* [Task]:
Every entry must be printed again exactly, with nothing left out.

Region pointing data
══════════════════════════════
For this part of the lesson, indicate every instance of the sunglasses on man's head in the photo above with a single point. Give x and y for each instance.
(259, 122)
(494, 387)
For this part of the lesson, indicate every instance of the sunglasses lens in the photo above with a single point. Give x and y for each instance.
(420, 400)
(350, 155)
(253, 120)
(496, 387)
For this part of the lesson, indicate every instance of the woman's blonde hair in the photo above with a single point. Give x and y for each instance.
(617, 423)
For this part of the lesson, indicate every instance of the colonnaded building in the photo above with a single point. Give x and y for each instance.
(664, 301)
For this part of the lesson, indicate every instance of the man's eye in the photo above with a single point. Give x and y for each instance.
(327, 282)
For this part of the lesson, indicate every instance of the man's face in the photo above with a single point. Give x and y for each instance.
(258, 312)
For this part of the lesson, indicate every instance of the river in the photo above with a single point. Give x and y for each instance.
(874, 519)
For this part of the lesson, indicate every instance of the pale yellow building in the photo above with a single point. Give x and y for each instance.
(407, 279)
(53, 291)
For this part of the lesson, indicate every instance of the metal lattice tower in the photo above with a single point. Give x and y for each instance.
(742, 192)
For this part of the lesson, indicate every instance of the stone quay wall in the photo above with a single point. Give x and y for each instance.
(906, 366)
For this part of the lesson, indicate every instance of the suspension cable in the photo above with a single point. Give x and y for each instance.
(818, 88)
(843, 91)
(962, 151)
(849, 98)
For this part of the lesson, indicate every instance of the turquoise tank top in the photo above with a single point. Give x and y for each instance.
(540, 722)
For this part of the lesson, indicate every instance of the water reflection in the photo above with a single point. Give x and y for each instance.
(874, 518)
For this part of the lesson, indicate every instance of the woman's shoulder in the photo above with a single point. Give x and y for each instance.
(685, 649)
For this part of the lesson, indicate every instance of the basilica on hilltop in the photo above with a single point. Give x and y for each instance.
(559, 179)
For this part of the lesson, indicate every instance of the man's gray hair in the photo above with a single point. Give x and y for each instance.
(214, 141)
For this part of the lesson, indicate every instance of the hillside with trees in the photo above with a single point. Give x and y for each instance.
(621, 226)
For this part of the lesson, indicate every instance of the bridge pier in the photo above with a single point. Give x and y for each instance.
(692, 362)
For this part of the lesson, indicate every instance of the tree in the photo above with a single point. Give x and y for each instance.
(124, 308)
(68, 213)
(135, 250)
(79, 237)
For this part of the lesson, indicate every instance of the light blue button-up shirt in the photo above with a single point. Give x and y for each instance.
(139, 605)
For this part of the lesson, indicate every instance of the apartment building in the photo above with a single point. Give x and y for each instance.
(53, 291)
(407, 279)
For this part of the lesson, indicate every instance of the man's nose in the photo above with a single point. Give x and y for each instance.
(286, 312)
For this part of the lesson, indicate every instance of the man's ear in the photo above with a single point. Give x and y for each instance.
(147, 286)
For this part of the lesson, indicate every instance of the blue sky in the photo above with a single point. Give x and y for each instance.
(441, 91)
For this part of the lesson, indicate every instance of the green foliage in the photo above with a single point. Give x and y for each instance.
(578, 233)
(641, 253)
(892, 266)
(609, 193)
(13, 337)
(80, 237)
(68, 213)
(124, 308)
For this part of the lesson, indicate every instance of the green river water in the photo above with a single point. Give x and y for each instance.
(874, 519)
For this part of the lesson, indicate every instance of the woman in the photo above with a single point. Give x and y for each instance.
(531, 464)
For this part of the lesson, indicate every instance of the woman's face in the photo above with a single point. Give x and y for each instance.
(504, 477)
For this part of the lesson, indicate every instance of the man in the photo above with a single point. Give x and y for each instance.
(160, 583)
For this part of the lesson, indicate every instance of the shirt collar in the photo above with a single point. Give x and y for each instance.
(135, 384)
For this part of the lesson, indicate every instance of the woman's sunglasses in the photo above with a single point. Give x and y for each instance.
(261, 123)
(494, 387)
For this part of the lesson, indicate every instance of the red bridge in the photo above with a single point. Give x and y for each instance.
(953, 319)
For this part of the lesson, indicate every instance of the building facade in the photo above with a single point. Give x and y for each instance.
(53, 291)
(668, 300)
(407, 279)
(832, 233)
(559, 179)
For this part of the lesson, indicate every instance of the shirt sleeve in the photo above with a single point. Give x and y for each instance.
══════════════════════════════
* [Expected output]:
For this part of the lesson, indicate every instance of the sunglasses on man's head in the photo above with a single point. Give x and y for each instance.
(259, 122)
(494, 387)
For this part of the lesson, indicate every instance of the sunglasses lens in the photo above with a single point. Give x and y for each instance.
(420, 400)
(350, 155)
(253, 120)
(496, 387)
For this part of the lesson, indicate every instance of the woman's blonde hair in the photo above with a single point. Give x and y for each instance.
(617, 423)
For this part of the lesson, indicate every instance of the colonnaded building in the photo above with a single point. Give x and y for each instance.
(664, 301)
For this part of the lesson, indicate every instance of the man's eye in the photo above with a single point. Give x and y for each instance.
(327, 282)
For this part of the lesson, indicate every instance of the man's face in the photo above with a single point. Give x and y for each instance.
(258, 312)
For this part of the lesson, indicate every instance of the river in the photo above with a single point. Give x and y for each instance.
(874, 519)
For this part of the lesson, indicate every instance of the pale yellow building in the photo above with a single point. Give x and y for each instance.
(407, 279)
(53, 291)
For this part of the lesson, indicate every instance of the metal lattice tower in the photo above with a single point. Give x and y for each instance.
(742, 192)
For this part of the lesson, indicate every instance of the stone quay wall in the photo above with a single point. Give x and y for each instance.
(906, 366)
For this part of the lesson, indicate every instance of the suspension cable in the photo above with a single point. Give x and y for each instance.
(818, 88)
(843, 91)
(962, 151)
(849, 98)
For this part of the lesson, indicate every instance of the turquoise tank top in the photo above with a single point. Give x and y for each instance.
(540, 722)
For this part of the lesson, indicate every instance of the water reflection in the photo above with a single point. Give x and y for each instance.
(874, 518)
For this part of the lesson, indicate every instance of the woman's shoulder in the photo above with a single point. Give x and y for each instance.
(685, 649)
For this part of the lesson, indicate every instance of the basilica on hilltop in the photo above with a single point. Give x and y for each instance.
(559, 179)
For this part of the lesson, indicate every instance of the man's gray hair in the photo above with a single point. Give x and y for each instance.
(214, 141)
For this part of the lesson, indicate every instance of the hillside with trees in the photo above with a single point. Give x and y for each instance.
(621, 226)
For this part of the lesson, indicate every instance of the bridge pier in the photo above with a single point. Give x and y for each instance.
(692, 362)
For this part of the lesson, indicate every instance of the tree in the photo above with a single point. Give x and y for each instance.
(124, 308)
(68, 213)
(135, 250)
(79, 237)
For this part of the lesson, indicate every instance of the light blue button-up shirt in the photo above with a single point. Give x and y for each instance.
(139, 605)
For this part of the lesson, indicate every instance of the apartment building in the photo above with a single point. Give x and y for each instance.
(53, 291)
(407, 279)
For this part of the lesson, indicate every instance of the man's nose in the photo above with a single point. Give x and y for each instance.
(286, 312)
For this part of the lesson, indicate every instance of the man's ear in the photo above with a single point. Give x and y for each instance.
(147, 286)
For this part of the lesson, indicate every instance of the blue sky in the photo above with a single point. Give x and y for each instance.
(441, 91)
For this part of the lesson, indicate every instance of the green foliage in the photo above with a single point. Give x and y for each instance.
(578, 233)
(641, 253)
(892, 266)
(609, 193)
(13, 337)
(80, 237)
(68, 213)
(124, 308)
For this part of the lesson, indicate every instance of the green river water in the photo above with a single point. Give x and y for each instance.
(874, 519)
For this part of the lesson, indicate every instance of the woman in the photo above with a single point. Give x and y for each instance.
(531, 464)
For this part of the lesson, indicate every instance of the woman's face in the photo above with a single point. Give x and y for each instance.
(504, 477)
For this part of the lesson, indicate every instance of the man in the photo above with a single point. Give x and y for each instance.
(160, 583)
For this part of the lesson, indicate every instance of the shirt collar in the photo above with a single point. Give x and y for each instance.
(135, 384)
For this part of the lesson, indicate every instance of the woman's sunglasses in the photo above with a single point. Give x and y for each instance.
(261, 123)
(494, 387)
For this part of the lesson, indicate every instance of the red bridge in the photo above with a single point. Give x and y for each instance.
(953, 319)
For this part of the lesson, indicate every instance of the building facade in the photo above with a single point. Give x and y for each instance.
(53, 291)
(668, 300)
(407, 279)
(832, 233)
(559, 179)
For this part of the lesson, indicate every instance of the shirt sleeve in the photo above with a single point. Give x and y for each instance.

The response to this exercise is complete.